§ VORLIEGENDE DATEN
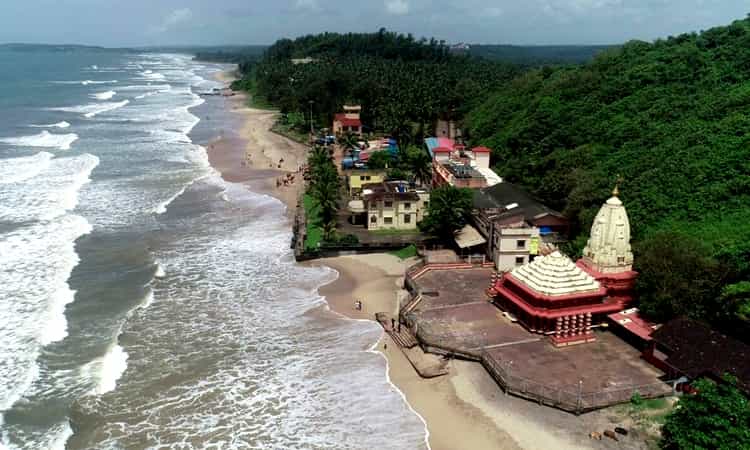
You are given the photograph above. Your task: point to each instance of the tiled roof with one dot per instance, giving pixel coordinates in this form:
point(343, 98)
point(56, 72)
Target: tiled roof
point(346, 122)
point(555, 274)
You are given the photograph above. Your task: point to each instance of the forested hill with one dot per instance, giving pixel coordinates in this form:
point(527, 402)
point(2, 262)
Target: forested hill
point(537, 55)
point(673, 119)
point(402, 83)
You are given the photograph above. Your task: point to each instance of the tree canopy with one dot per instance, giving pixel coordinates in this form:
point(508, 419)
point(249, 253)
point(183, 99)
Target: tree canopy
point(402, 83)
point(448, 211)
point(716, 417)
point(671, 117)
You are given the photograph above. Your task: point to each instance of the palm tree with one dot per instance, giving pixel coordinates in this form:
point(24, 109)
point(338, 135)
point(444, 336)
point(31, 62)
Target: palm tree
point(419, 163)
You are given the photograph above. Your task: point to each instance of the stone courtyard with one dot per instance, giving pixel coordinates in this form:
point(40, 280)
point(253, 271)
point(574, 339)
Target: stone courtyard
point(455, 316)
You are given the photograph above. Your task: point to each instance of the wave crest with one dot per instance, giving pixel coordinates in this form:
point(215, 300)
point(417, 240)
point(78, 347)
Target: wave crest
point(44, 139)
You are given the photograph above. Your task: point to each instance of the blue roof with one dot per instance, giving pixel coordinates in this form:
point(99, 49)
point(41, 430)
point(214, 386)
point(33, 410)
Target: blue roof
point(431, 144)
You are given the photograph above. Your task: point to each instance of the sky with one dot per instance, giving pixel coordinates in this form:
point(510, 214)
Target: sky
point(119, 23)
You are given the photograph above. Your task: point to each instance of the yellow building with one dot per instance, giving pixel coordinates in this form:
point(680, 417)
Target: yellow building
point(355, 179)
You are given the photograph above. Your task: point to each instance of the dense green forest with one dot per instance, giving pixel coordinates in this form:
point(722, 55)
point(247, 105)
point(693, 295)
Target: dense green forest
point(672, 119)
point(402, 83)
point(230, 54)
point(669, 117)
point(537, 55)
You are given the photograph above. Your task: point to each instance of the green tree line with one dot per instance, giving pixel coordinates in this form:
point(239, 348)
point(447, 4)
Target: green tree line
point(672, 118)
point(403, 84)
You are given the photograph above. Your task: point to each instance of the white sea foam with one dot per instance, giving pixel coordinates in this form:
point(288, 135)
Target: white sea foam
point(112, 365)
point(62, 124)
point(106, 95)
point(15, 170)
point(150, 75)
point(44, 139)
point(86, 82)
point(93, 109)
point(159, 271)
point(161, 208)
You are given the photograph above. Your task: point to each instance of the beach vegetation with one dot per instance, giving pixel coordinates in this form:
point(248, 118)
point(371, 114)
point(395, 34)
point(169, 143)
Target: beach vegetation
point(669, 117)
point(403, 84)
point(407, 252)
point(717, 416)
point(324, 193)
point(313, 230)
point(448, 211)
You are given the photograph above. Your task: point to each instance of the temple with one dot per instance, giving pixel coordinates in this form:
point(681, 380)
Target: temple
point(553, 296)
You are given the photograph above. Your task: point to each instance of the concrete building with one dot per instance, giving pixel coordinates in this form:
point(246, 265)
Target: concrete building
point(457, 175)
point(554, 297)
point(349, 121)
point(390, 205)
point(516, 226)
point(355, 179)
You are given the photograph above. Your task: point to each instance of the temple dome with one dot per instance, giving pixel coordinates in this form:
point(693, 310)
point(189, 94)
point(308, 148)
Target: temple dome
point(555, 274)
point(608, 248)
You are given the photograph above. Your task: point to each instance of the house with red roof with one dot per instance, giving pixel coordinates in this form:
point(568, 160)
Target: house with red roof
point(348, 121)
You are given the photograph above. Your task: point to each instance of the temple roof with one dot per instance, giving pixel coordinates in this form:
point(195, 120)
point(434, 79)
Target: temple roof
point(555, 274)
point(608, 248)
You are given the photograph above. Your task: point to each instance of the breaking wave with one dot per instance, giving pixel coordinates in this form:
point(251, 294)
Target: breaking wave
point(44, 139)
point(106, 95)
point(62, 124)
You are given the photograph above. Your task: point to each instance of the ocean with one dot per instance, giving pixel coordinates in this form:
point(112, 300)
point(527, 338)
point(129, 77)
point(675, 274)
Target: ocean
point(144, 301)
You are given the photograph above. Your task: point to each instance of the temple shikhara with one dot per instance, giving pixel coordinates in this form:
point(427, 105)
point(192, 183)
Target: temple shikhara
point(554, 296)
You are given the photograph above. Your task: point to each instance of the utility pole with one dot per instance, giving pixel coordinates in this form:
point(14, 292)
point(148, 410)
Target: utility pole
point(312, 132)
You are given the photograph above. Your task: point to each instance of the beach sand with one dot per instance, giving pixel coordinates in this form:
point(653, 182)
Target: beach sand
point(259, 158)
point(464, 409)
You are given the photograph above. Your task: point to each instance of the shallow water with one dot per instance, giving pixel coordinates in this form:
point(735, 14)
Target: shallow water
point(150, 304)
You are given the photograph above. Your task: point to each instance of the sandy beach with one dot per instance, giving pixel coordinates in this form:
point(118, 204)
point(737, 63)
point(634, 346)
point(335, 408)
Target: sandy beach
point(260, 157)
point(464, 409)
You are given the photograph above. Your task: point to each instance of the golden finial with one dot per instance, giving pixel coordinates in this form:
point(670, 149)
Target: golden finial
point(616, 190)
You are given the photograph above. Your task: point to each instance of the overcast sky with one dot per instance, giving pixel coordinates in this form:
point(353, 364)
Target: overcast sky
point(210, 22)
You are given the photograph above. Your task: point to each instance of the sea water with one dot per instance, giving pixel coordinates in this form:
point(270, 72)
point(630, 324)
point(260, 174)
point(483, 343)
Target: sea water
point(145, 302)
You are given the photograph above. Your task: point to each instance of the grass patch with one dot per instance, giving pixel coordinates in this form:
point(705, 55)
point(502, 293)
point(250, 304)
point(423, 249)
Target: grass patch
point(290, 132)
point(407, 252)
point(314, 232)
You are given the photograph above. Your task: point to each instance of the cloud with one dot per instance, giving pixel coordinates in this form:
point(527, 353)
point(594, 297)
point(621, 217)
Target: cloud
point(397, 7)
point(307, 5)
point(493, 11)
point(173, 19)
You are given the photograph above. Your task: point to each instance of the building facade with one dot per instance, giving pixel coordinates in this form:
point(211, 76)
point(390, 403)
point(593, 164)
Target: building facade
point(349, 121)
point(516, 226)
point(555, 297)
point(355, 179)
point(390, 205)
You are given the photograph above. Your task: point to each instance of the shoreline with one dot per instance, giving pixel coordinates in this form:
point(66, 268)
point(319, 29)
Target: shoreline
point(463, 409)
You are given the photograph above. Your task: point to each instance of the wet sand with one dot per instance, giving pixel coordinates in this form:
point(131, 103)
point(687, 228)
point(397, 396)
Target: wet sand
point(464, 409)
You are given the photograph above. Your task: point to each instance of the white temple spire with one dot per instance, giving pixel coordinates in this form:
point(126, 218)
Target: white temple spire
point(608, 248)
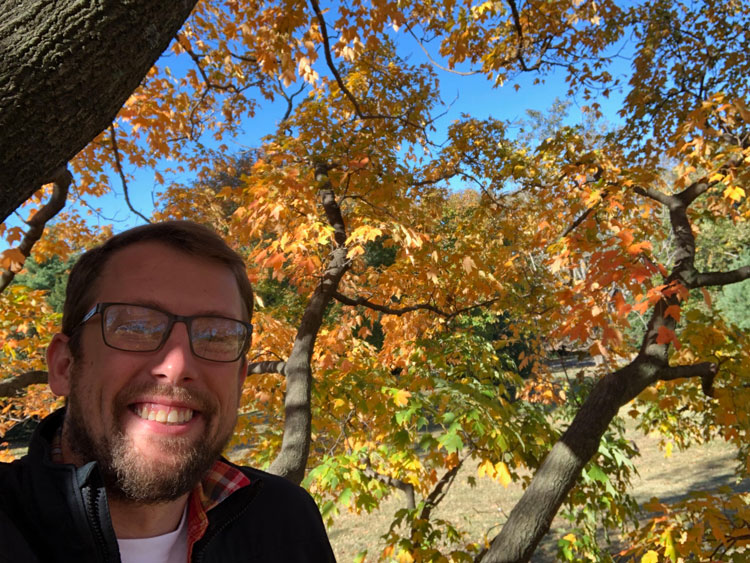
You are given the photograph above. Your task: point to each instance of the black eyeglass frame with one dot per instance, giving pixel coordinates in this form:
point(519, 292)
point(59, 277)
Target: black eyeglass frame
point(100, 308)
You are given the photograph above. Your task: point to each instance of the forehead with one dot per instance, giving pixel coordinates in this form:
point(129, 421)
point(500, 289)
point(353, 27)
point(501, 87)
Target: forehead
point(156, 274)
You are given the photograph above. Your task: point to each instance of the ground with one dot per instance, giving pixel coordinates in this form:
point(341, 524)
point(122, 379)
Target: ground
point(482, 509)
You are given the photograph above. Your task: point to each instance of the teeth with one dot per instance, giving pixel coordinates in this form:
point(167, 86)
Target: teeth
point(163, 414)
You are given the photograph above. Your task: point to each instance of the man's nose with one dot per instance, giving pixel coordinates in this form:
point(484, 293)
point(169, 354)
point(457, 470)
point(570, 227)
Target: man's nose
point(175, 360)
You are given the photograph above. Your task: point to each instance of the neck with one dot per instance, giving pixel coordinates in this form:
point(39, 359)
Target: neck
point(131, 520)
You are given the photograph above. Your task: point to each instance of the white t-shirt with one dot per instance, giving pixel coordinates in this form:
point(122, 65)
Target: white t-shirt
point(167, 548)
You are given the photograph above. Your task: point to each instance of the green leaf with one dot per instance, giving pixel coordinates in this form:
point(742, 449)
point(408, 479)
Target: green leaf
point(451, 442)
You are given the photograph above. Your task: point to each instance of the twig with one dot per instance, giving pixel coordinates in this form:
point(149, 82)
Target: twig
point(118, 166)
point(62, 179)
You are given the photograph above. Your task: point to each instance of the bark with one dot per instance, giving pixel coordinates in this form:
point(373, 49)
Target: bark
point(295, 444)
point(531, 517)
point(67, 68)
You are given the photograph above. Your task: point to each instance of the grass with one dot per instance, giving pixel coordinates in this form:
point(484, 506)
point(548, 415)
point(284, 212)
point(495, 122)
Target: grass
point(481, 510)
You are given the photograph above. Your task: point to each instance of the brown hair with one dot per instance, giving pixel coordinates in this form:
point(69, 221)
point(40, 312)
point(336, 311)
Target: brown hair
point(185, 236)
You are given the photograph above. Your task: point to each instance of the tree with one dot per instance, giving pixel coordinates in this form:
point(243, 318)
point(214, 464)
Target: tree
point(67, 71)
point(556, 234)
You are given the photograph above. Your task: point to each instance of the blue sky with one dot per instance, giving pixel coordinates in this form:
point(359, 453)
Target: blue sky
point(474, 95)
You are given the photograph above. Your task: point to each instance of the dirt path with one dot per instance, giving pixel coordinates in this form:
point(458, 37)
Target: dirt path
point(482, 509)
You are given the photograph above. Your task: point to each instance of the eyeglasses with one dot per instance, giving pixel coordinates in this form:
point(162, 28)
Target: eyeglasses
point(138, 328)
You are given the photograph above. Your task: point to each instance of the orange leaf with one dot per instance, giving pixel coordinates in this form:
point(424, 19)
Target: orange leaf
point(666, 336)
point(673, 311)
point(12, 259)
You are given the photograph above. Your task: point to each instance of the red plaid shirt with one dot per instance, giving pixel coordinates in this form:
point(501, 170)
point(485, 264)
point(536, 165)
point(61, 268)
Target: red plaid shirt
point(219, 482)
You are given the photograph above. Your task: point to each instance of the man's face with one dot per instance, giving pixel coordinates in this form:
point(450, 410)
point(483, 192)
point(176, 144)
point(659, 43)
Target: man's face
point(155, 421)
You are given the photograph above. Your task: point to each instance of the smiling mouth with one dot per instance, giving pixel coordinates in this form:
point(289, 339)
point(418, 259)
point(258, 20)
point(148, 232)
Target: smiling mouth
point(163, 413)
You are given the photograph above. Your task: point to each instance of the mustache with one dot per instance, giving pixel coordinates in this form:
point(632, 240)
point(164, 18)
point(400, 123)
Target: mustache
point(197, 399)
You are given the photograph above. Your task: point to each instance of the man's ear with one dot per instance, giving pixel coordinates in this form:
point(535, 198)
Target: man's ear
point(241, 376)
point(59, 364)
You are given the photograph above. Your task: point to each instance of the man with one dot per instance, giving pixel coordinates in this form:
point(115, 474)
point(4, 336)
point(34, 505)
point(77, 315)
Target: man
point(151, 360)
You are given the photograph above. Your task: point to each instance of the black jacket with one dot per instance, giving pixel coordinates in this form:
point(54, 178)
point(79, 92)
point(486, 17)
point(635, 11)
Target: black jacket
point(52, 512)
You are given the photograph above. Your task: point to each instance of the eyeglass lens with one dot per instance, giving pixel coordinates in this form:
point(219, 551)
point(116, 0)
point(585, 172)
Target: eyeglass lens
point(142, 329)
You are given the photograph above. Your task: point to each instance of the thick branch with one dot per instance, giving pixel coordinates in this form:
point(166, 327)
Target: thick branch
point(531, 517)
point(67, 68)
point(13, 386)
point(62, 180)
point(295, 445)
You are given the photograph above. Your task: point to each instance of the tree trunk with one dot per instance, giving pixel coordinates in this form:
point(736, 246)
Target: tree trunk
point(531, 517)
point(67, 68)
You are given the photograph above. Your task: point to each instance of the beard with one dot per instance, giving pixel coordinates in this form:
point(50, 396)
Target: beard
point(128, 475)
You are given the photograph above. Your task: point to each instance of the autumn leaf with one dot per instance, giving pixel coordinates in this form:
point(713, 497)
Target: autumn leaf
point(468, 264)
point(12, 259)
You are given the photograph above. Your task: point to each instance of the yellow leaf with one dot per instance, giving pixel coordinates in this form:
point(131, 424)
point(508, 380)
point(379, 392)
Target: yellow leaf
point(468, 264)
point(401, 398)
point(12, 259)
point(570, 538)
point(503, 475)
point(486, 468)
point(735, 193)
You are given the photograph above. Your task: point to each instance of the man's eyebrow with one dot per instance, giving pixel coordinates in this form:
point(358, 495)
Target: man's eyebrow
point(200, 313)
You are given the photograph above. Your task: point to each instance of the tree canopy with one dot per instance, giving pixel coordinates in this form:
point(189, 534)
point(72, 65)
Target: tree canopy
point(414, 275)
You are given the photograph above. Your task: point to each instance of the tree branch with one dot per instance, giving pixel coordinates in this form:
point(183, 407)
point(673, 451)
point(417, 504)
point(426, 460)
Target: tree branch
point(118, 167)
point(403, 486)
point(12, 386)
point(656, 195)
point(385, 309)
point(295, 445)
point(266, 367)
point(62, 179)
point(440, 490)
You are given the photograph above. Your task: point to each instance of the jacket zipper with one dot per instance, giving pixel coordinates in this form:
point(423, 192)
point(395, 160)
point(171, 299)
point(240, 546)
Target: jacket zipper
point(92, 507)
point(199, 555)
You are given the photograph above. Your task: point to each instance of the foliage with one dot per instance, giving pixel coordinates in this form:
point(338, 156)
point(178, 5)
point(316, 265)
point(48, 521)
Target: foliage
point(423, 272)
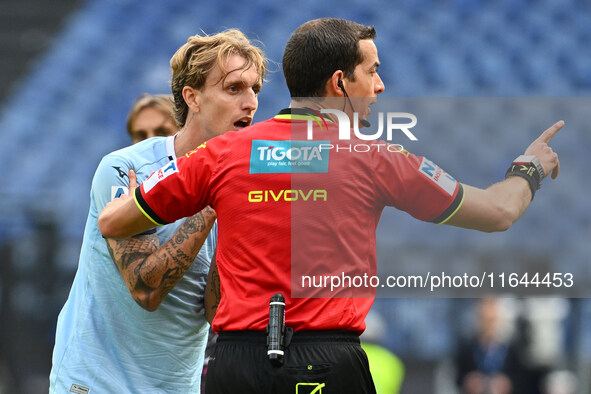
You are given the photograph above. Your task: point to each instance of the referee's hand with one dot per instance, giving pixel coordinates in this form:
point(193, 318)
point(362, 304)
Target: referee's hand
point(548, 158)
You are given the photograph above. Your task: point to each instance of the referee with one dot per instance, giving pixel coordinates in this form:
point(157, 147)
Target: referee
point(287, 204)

§ GESTELLTE AUFGABE
Schreibe alles vom Anfang der Einträge bis einschließlich der Zeile mit „point(671, 117)“ noch einmal ab und ersetze darin „forested hill“ durch „wooded hill“, ohne sonst etwas zu ändern. Die Bilder lässt du in deiner Antwort weg.

§ FERTIGE ANTWORT
You are given the photograph above. Your task: point to each instance of the tiled roof with one dot per instance, giving pixel coordinates in this form:
point(343, 98)
point(56, 72)
Target: tiled roof
point(346, 122)
point(555, 274)
You are given the photograph above. Your task: point to each instance of the wooded hill with one dot per instance, giving pixel coordinates in this form:
point(527, 402)
point(2, 262)
Target: wooded hill
point(537, 55)
point(673, 119)
point(402, 83)
You are given the photograph above. Your task: point to each instance of the tree canopy with one dot per instance, giving pixel coordinates in this form:
point(508, 419)
point(249, 253)
point(183, 99)
Target: tree canopy
point(402, 83)
point(448, 211)
point(716, 417)
point(671, 117)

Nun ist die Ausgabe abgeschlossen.